-- Begin Task inputs --

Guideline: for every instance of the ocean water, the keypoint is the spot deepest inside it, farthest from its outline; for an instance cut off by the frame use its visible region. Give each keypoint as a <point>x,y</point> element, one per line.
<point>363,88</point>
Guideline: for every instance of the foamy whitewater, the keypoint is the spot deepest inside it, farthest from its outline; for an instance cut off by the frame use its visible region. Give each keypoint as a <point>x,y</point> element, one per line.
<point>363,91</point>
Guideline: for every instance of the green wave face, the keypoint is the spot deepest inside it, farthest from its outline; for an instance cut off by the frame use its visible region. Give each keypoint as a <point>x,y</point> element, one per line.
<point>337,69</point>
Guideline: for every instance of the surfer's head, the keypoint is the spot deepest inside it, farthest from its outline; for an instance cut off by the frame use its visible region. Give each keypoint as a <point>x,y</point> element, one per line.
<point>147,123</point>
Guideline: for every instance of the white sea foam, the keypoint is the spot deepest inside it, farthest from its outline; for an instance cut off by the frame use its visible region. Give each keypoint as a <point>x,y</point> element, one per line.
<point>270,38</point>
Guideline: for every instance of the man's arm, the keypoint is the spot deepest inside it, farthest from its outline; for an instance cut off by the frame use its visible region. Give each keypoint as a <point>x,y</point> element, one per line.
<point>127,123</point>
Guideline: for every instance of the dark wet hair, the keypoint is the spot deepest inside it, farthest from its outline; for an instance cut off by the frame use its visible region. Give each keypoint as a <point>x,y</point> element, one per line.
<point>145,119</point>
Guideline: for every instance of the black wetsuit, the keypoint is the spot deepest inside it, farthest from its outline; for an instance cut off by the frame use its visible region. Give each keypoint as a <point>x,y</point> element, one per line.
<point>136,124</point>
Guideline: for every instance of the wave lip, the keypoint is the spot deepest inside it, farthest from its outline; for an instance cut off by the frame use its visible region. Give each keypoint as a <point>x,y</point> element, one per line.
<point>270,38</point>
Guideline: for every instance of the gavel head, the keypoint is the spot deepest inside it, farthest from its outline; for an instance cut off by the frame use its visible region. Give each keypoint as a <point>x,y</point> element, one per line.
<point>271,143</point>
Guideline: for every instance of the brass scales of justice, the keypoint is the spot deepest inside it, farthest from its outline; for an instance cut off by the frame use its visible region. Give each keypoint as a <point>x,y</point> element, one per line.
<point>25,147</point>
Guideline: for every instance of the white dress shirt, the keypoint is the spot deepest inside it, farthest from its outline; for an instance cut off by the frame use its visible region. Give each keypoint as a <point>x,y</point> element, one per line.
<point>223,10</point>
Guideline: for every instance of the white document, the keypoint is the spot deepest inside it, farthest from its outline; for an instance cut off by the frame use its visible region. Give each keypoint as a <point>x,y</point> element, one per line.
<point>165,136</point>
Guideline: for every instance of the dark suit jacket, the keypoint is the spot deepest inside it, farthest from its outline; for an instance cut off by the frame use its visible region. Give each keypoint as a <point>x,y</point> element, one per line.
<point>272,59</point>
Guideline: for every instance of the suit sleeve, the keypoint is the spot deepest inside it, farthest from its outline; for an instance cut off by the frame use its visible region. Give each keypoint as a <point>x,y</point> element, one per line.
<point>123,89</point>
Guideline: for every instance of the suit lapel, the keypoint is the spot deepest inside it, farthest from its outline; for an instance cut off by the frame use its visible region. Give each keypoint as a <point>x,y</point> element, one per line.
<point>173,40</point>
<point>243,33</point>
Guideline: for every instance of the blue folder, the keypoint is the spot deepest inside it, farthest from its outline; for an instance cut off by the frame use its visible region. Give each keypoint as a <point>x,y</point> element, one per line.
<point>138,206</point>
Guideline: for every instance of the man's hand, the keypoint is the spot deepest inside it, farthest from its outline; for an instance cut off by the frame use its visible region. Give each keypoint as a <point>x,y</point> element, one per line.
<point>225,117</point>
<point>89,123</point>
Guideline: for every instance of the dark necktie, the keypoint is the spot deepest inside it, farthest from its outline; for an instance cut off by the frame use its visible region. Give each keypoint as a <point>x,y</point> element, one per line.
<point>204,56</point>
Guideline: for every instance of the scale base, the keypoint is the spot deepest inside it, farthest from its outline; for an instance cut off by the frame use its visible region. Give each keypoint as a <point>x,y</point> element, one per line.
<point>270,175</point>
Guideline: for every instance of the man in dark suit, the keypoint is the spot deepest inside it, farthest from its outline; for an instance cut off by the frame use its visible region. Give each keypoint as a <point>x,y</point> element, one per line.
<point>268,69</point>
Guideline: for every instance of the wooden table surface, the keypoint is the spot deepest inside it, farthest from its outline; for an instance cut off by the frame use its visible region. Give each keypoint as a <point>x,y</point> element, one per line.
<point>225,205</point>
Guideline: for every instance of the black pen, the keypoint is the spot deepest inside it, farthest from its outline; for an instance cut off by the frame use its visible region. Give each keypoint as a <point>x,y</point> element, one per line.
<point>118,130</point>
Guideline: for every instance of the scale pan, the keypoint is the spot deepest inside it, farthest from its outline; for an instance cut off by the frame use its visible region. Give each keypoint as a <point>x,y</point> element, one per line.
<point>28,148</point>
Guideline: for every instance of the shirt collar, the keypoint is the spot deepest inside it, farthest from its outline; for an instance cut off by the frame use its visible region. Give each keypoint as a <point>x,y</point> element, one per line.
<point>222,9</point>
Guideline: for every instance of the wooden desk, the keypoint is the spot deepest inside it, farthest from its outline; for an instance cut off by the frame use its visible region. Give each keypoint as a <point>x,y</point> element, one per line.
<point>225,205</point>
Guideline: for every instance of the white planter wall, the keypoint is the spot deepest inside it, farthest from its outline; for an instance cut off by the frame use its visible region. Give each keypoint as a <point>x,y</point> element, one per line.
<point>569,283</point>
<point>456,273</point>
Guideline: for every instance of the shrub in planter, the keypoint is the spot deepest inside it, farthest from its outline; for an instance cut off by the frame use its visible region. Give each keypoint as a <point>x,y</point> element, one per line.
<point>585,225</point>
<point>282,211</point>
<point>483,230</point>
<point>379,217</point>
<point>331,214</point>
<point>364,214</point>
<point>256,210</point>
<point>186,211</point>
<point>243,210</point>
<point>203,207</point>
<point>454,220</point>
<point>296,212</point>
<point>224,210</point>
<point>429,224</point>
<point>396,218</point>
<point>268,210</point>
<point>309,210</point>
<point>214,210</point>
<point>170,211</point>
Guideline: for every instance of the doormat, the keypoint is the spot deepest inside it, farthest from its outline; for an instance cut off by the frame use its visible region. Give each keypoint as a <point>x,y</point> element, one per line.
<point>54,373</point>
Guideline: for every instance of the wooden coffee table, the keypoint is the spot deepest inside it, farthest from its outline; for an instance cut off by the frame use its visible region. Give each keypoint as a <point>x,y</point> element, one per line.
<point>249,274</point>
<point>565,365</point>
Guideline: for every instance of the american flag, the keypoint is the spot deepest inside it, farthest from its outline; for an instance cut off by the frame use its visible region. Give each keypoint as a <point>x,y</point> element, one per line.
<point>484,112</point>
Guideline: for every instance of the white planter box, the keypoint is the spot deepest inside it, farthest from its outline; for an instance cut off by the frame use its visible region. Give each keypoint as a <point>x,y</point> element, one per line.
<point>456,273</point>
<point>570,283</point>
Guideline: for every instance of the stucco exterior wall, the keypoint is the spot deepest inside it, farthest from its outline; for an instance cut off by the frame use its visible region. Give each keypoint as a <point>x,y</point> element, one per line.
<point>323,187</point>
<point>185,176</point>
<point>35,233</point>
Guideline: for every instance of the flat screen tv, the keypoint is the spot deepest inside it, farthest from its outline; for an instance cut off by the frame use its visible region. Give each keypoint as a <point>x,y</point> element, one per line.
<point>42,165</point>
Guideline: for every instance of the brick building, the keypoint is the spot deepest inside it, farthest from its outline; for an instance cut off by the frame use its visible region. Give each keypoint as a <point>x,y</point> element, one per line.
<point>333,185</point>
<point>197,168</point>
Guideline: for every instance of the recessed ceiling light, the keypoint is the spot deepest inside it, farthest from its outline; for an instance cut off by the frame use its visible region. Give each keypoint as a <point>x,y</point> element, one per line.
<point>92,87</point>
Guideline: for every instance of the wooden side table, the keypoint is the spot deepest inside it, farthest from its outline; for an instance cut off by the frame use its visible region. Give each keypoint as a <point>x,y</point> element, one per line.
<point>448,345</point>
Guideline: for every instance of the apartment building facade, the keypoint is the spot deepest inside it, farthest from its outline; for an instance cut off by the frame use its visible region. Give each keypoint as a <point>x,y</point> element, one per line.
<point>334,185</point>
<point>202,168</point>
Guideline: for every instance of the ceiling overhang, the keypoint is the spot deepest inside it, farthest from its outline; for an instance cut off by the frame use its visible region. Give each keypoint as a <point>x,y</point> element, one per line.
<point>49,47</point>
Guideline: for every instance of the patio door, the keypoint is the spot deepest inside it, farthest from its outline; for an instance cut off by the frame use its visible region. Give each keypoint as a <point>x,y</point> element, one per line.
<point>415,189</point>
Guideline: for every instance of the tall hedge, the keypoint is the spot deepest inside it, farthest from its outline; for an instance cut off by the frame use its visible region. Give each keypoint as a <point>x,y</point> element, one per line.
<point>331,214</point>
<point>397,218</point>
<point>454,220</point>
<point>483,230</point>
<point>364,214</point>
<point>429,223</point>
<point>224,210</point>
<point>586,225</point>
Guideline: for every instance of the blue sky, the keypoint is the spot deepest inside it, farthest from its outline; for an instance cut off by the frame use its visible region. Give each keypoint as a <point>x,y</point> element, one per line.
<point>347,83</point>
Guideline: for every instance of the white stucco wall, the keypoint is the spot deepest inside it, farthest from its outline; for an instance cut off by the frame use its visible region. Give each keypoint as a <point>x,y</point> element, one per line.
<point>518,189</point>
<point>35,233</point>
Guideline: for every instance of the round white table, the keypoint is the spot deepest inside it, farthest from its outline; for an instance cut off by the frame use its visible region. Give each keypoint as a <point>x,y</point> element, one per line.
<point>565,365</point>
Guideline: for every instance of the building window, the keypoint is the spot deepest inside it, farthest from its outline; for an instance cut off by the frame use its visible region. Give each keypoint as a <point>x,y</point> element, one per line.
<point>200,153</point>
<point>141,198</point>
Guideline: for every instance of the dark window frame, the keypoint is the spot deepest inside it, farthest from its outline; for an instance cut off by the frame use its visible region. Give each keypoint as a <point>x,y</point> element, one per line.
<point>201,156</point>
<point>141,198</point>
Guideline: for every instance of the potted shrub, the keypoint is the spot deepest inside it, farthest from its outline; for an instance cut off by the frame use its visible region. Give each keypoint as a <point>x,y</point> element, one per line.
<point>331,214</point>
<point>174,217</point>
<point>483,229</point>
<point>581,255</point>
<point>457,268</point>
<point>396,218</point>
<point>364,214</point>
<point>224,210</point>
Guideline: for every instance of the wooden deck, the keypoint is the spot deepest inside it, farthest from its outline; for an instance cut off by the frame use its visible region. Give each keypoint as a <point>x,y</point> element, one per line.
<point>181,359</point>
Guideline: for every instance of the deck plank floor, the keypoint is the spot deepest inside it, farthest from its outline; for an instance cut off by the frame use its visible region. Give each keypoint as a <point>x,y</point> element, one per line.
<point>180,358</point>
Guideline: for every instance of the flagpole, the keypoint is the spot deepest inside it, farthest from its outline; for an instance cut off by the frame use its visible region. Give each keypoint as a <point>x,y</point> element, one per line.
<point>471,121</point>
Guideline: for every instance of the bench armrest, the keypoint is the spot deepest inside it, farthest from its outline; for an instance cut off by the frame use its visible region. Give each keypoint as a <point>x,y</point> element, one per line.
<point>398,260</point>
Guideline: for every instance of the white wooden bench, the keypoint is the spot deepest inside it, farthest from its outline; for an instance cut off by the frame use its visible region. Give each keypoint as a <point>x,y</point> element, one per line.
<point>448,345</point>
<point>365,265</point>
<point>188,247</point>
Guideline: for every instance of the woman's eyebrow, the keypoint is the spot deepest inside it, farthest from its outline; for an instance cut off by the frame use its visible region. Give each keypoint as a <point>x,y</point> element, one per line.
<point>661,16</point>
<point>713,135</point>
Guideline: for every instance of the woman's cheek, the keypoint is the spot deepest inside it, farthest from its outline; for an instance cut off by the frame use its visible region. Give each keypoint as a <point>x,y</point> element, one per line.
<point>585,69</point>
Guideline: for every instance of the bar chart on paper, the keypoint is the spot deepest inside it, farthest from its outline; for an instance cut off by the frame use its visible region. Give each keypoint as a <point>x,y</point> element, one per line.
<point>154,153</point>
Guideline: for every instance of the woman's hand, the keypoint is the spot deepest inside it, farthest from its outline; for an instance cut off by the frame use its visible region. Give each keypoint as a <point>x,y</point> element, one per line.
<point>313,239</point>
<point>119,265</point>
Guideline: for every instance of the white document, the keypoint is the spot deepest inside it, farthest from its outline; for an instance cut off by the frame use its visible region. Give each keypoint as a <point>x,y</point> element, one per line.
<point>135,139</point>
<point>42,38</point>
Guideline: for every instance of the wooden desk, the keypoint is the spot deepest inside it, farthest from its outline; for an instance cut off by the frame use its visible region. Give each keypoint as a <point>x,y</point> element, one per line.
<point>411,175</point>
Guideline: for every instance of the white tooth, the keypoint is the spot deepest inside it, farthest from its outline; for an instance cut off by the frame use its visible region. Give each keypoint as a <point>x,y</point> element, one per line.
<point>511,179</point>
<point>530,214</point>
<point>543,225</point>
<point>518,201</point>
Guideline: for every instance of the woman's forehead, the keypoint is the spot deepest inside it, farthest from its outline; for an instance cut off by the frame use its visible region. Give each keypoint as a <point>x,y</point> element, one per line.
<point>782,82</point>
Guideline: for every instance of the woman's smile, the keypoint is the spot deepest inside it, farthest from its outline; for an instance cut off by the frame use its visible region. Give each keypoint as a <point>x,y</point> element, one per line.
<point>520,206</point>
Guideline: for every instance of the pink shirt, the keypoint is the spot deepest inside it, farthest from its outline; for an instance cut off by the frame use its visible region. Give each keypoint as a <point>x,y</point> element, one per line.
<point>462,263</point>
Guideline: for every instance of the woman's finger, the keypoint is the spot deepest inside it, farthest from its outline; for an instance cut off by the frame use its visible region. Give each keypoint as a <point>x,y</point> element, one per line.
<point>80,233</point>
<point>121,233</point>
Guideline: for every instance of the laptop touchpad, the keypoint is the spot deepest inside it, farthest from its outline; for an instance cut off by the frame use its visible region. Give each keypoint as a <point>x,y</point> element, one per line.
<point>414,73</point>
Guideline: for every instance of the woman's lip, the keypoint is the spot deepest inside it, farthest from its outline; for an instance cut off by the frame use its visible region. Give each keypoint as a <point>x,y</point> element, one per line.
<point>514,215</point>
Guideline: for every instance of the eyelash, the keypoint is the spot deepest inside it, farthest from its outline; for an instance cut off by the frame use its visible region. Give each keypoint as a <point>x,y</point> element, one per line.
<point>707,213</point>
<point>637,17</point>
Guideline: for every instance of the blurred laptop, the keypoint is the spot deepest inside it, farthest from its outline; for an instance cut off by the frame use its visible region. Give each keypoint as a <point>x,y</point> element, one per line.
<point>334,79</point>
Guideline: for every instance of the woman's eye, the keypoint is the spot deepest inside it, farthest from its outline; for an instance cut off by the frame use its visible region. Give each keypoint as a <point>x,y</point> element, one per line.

-- End Task inputs --

• Goal
Copy out verbatim the lines from the beginning of the items up to and including the line containing "<point>363,91</point>".

• Exercise answer
Guideline: for every instance of the ocean water, the keypoint is the spot deepest inside it, farthest from its outline; for an instance cut off by the frame use its visible region. Give each keypoint as a <point>x,y</point> element, one per line.
<point>363,88</point>
Guideline: for every instance of the foamy whitewater, the keypoint is the spot deepest inside it, farthest from its outline; for an instance cut off by the frame use its visible region. Give each keypoint as a <point>x,y</point> element, one per line.
<point>363,91</point>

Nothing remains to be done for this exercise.